■ **OBJECTIVE**
Can you rewrite the entries below with "yellow hijab" changed to "green hijab" everywhere and nothing else altered, leaving the pictures out?

Dataset excerpt:
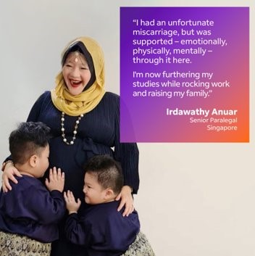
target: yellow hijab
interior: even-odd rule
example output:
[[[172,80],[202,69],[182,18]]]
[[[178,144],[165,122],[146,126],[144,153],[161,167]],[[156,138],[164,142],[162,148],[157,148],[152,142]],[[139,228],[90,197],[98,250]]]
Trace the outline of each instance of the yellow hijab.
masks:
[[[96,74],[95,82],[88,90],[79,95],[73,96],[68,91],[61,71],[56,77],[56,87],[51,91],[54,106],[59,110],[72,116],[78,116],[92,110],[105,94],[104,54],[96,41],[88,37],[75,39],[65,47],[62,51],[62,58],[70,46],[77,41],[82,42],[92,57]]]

■ **FINAL RESULT**
target: green hijab
interior: even-odd rule
example output:
[[[172,80],[202,69],[182,18]]]
[[[178,144],[165,122],[146,126],[144,153],[161,167]],[[156,138],[164,142],[162,148],[157,148],[152,142]],[[139,228],[90,197],[98,250]]]
Trace the outline of each instance of the green hijab.
masks:
[[[96,74],[95,82],[88,90],[79,95],[73,96],[68,91],[61,71],[56,77],[56,87],[51,91],[54,106],[59,110],[72,116],[78,116],[92,110],[105,94],[104,54],[96,41],[88,37],[75,39],[65,47],[62,51],[62,58],[70,46],[77,41],[82,42],[92,57]]]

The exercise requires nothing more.